* [TASK INSTRUCTIONS] Skip the pictures. Transcribe the rest of the data below without changing a word.

BEGIN DATASET RECORDS

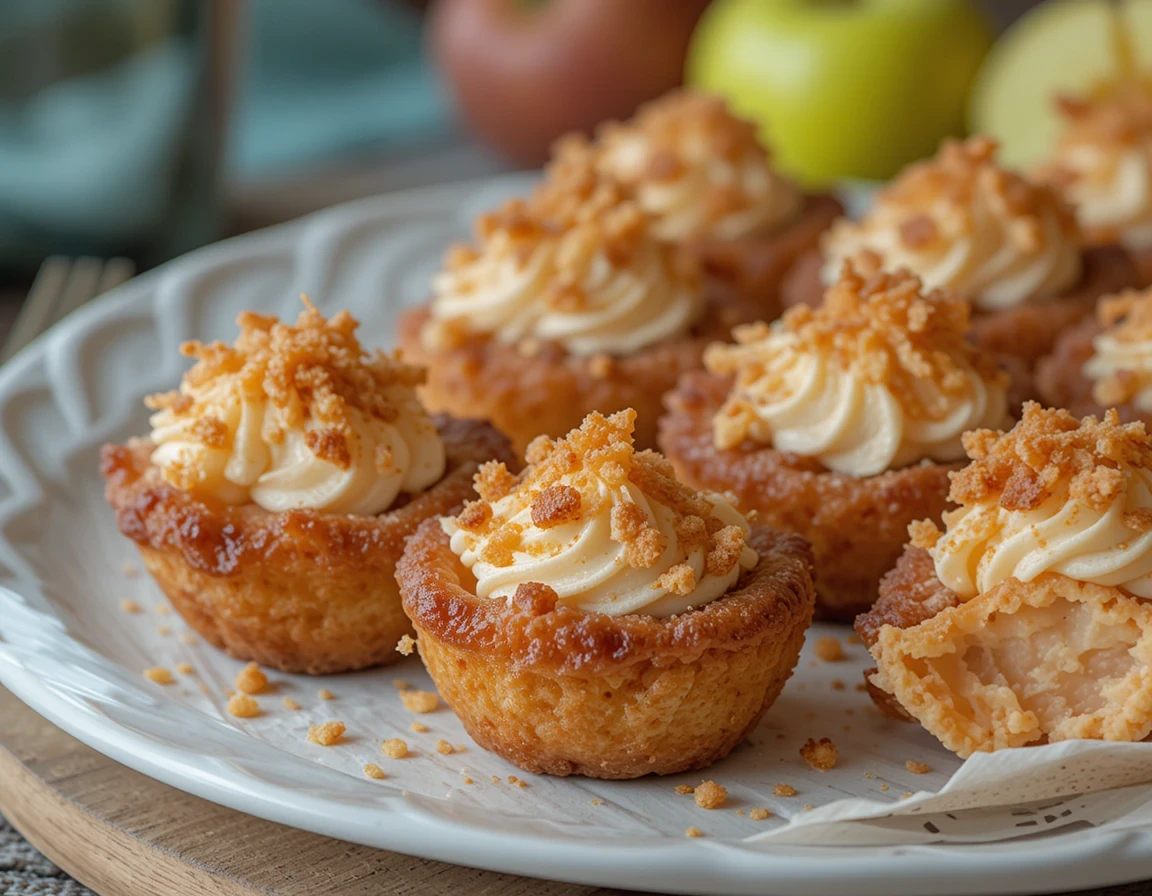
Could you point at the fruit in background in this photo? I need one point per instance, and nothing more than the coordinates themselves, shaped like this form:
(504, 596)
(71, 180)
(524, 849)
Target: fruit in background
(1062, 46)
(524, 71)
(843, 88)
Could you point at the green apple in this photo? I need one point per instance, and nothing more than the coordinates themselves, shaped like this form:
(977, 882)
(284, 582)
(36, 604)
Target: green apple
(842, 88)
(1063, 46)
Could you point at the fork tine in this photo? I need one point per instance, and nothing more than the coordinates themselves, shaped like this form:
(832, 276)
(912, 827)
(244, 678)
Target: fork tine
(37, 313)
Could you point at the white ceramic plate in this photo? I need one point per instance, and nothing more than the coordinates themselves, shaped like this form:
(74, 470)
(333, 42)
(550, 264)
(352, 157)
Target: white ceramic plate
(69, 651)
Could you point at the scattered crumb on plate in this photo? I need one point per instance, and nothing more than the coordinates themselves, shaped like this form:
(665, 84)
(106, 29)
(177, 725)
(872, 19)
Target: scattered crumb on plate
(243, 706)
(819, 754)
(710, 795)
(327, 734)
(250, 680)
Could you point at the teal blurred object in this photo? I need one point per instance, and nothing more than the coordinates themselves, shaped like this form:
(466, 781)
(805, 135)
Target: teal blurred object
(107, 139)
(320, 81)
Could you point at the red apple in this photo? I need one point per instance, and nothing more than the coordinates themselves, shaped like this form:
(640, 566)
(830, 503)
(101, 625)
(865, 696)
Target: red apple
(524, 71)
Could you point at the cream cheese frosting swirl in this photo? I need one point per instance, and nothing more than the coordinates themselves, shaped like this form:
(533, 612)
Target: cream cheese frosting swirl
(699, 171)
(962, 222)
(603, 526)
(1121, 363)
(296, 417)
(1054, 494)
(1104, 165)
(578, 266)
(879, 377)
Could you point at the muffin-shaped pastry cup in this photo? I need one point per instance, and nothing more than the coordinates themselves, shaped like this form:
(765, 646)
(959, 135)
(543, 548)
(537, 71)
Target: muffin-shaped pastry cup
(301, 591)
(560, 691)
(1022, 663)
(857, 526)
(551, 392)
(1027, 332)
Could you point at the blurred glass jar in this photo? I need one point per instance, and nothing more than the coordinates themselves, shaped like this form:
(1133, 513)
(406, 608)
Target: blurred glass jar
(112, 119)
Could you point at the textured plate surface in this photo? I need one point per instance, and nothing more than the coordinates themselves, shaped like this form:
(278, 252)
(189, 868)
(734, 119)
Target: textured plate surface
(69, 651)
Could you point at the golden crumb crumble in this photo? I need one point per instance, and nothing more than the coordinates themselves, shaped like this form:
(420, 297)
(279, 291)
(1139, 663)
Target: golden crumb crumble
(159, 675)
(1127, 320)
(242, 706)
(326, 734)
(1046, 450)
(250, 680)
(883, 325)
(949, 182)
(820, 754)
(710, 795)
(315, 371)
(828, 648)
(419, 701)
(562, 483)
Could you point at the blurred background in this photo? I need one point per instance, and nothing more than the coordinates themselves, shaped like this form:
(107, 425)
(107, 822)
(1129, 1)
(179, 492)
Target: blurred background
(139, 129)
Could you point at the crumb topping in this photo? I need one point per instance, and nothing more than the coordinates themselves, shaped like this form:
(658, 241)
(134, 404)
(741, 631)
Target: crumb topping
(881, 326)
(592, 476)
(315, 371)
(562, 257)
(1045, 452)
(820, 754)
(696, 167)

END DATASET RECORDS

* [EXERCISE RESULT]
Could you point at the fruit in background in this photo? I need one point per instance, and nothing more than the coordinates themselves, shaped like this form:
(504, 596)
(71, 180)
(524, 849)
Target: fruit in background
(1062, 46)
(524, 71)
(843, 88)
Could you point at the green apple in this photo? I need one point per instance, and nothing more than the coordinates themselves, shaped like this form:
(977, 882)
(284, 582)
(36, 604)
Target: green apple
(842, 88)
(1063, 46)
Could you point at the fork tine in this photo? I need one point per instance, and nothing more than the coordinates themselves, shaped like this form:
(832, 276)
(912, 827)
(244, 678)
Target: fork tine
(37, 313)
Could you point at the white ceramic plate in this photo? I need one point per instance, and nothing more than the coordinates themselves, shaped like this form:
(74, 470)
(333, 42)
(550, 264)
(352, 157)
Target: white ceramic plate
(69, 651)
Could you point at the scattered crumb on plate in this photo? I need one point per instance, and nothing more than the coordinates themselves, shaped like this form:
(665, 84)
(106, 29)
(177, 725)
(872, 19)
Target: scattered crumb on plate
(243, 706)
(819, 754)
(710, 795)
(327, 734)
(250, 680)
Could you point at the teal blurred object in this photo? I need one point per instance, and nothing more than the coordinates themselves, shaped like this form:
(466, 781)
(805, 135)
Target: teal blurred object
(107, 139)
(320, 81)
Could you point at the red apple in this photo? I need one point per instance, and nothing more than the coordinates themselves, shaped like this form:
(640, 566)
(830, 503)
(101, 625)
(865, 696)
Target: red apple
(524, 71)
Could you point at the cream cheese frosting swirl in this photo? I need one point per instance, and nothing more than the coordinates themselves, shaped like this form:
(533, 612)
Target: cream cheese frosting swirl
(699, 171)
(962, 222)
(603, 526)
(1121, 363)
(296, 417)
(1054, 494)
(1104, 165)
(578, 266)
(879, 377)
Could you point at the muffin-shaped pastry cup in this photo? I need one point per instance, and nothing more than the coordinates themselves, shaped like this form:
(765, 646)
(959, 135)
(543, 548)
(537, 71)
Target: muffin-shaped pastry cup
(301, 591)
(560, 691)
(1022, 663)
(857, 526)
(551, 392)
(1027, 332)
Could you point at the blurred glass jar in this photo? I need one point per instance, and nothing more than the coordinates themselves, shaped like this form:
(1133, 513)
(406, 608)
Target: blurred glass jar
(112, 119)
Could you point at the textured plate surface in this photo? I need one point per instance, and nothing more than the coordinates themselves, shaped like this form:
(278, 252)
(189, 868)
(734, 119)
Target: textured plate surface
(69, 651)
Could you point at the golden crumb crumble in this photo? I need one point per instance, and nothing more than the coordinates themselves, shaped like this form:
(420, 297)
(279, 291)
(1139, 663)
Target: golden crumb crumble
(159, 675)
(1127, 320)
(242, 706)
(326, 734)
(1046, 450)
(250, 680)
(883, 325)
(949, 182)
(820, 754)
(710, 795)
(315, 371)
(828, 648)
(419, 701)
(562, 483)
Could you point at the blurred background in this photo? I need one point per instance, and nothing more than the coordinates themselves, shaped like this form:
(107, 425)
(107, 822)
(1129, 1)
(179, 492)
Target: blurred background
(139, 129)
Could you point at the crumb topping in this photo? I need one point per instance, and nothing more than the coordinates themselves, shaped like this form:
(658, 241)
(134, 404)
(741, 631)
Target: crumb topping
(881, 326)
(592, 476)
(315, 371)
(562, 257)
(1045, 452)
(820, 754)
(696, 167)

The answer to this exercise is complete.